====== SOURCE RECORDS

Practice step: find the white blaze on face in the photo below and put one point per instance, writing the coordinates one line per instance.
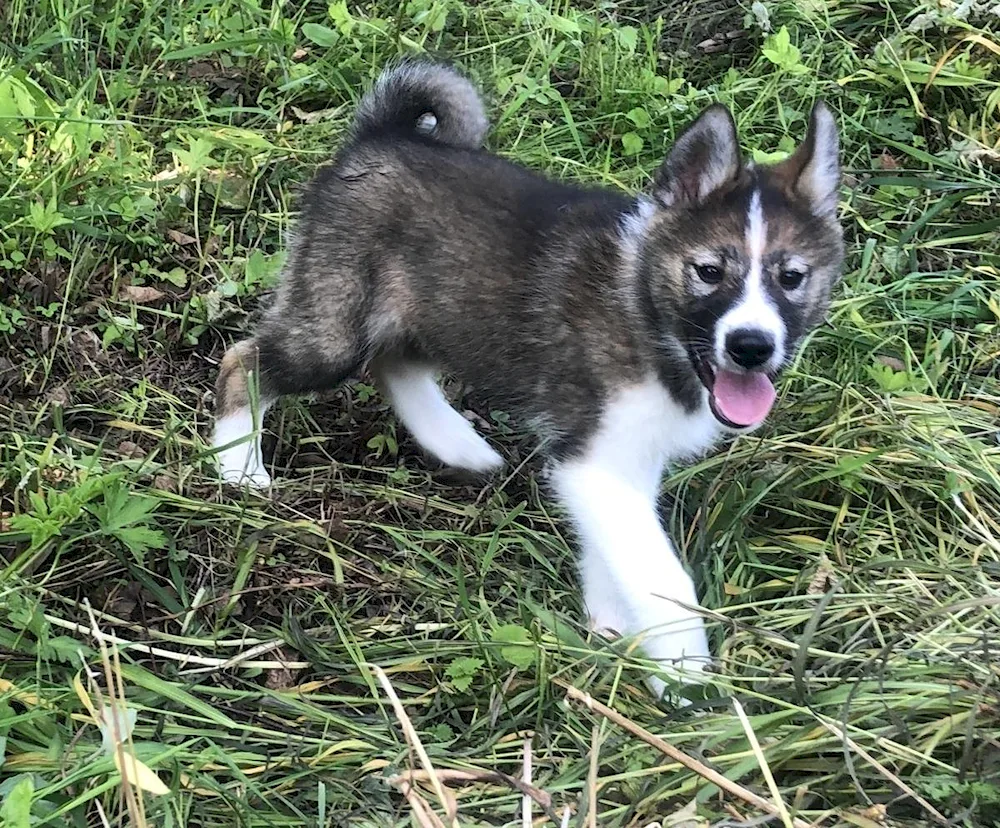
(755, 309)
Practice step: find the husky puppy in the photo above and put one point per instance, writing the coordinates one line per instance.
(629, 332)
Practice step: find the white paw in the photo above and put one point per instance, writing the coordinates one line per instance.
(465, 449)
(257, 478)
(675, 637)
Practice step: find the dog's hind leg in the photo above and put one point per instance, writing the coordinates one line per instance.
(241, 398)
(420, 404)
(252, 375)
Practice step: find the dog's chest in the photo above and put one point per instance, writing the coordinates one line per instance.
(643, 429)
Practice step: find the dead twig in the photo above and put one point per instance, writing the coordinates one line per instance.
(448, 775)
(678, 756)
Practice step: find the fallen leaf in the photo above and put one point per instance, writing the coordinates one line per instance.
(887, 161)
(141, 295)
(822, 579)
(130, 449)
(181, 238)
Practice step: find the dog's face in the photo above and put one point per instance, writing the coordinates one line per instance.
(740, 261)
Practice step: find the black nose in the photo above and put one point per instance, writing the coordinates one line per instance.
(749, 348)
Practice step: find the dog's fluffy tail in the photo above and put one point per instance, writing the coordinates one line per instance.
(424, 98)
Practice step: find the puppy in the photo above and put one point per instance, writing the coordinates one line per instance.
(629, 333)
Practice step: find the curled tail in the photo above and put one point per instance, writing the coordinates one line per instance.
(423, 98)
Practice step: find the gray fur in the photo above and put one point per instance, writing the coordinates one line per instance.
(432, 98)
(416, 247)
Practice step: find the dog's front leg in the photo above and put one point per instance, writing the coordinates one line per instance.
(633, 580)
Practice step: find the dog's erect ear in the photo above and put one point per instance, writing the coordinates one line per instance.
(705, 157)
(812, 172)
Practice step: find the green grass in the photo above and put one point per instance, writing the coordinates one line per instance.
(850, 552)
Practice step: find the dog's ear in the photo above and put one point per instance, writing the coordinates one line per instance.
(705, 157)
(812, 172)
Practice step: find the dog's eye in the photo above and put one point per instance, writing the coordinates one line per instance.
(791, 279)
(709, 274)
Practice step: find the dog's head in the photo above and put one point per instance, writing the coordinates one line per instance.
(739, 260)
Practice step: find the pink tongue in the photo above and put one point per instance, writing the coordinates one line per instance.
(744, 399)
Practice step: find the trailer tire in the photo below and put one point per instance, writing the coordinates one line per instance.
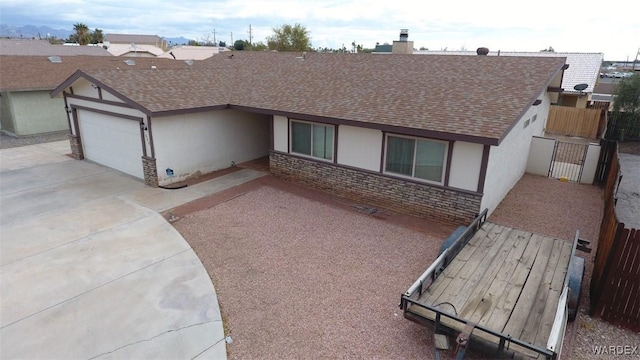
(576, 273)
(451, 239)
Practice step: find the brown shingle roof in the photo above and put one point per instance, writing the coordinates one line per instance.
(479, 96)
(24, 47)
(22, 73)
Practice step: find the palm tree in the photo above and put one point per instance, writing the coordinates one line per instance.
(97, 36)
(82, 35)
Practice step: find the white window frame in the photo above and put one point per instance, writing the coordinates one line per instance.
(416, 139)
(333, 140)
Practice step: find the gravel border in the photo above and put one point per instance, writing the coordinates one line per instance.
(300, 274)
(9, 141)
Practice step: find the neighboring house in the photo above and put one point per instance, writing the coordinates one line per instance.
(23, 47)
(187, 52)
(137, 41)
(26, 107)
(584, 68)
(430, 136)
(133, 50)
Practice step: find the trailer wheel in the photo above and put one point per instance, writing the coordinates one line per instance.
(576, 273)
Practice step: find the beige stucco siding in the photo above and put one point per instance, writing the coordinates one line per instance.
(280, 133)
(359, 147)
(508, 161)
(6, 112)
(33, 112)
(195, 144)
(466, 161)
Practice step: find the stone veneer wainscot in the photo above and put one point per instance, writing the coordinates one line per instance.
(408, 197)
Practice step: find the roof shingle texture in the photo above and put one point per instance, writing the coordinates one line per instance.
(25, 47)
(584, 68)
(474, 96)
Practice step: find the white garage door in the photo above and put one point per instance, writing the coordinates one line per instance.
(111, 141)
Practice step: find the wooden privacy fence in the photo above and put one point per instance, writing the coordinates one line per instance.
(615, 283)
(586, 123)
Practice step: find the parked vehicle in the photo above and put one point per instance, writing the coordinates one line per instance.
(512, 303)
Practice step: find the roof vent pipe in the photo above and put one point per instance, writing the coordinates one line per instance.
(482, 51)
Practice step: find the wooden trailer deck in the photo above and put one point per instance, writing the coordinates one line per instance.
(504, 280)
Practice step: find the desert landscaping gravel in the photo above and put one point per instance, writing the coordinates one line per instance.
(303, 277)
(7, 141)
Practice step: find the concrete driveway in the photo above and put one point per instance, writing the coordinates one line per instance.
(89, 269)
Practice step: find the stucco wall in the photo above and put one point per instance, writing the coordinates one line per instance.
(6, 113)
(199, 143)
(507, 162)
(359, 147)
(280, 133)
(466, 161)
(34, 112)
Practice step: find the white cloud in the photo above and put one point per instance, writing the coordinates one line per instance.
(497, 24)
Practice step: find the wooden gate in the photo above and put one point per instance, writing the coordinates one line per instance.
(615, 282)
(567, 161)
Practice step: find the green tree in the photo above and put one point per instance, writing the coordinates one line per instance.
(626, 108)
(240, 45)
(259, 46)
(289, 38)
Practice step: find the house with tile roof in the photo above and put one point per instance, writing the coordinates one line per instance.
(435, 136)
(584, 68)
(26, 107)
(27, 47)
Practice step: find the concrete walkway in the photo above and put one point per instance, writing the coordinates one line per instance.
(90, 270)
(628, 204)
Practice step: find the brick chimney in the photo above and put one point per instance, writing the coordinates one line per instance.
(402, 46)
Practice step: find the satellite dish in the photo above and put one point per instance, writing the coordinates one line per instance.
(580, 87)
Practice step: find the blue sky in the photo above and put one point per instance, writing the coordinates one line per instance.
(566, 25)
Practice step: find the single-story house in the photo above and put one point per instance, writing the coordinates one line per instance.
(579, 80)
(26, 107)
(25, 47)
(186, 52)
(434, 136)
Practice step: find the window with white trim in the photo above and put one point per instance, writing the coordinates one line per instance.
(416, 157)
(312, 139)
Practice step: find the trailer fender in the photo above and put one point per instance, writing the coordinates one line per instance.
(576, 272)
(451, 239)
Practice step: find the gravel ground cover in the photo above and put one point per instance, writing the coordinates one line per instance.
(555, 208)
(301, 278)
(7, 141)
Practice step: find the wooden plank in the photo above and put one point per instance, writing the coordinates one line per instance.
(473, 294)
(541, 335)
(527, 297)
(496, 290)
(484, 237)
(478, 263)
(507, 301)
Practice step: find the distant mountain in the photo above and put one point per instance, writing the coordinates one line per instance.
(177, 41)
(33, 32)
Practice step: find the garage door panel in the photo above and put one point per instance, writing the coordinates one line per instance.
(112, 141)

============

Only the last part of the records is wanted. Repeat it exactly, beginning at the line containing "Practice step: find the distant" and ending at the final line.

ANSWER SPACE
Practice step: find the distant mountain in the photo above and put one point per instance, writing the coordinates one line per instance.
(177, 41)
(33, 32)
Practice step: find the garage door panel in the photo above and put one point per instance, writing the coordinates one line per instance.
(112, 141)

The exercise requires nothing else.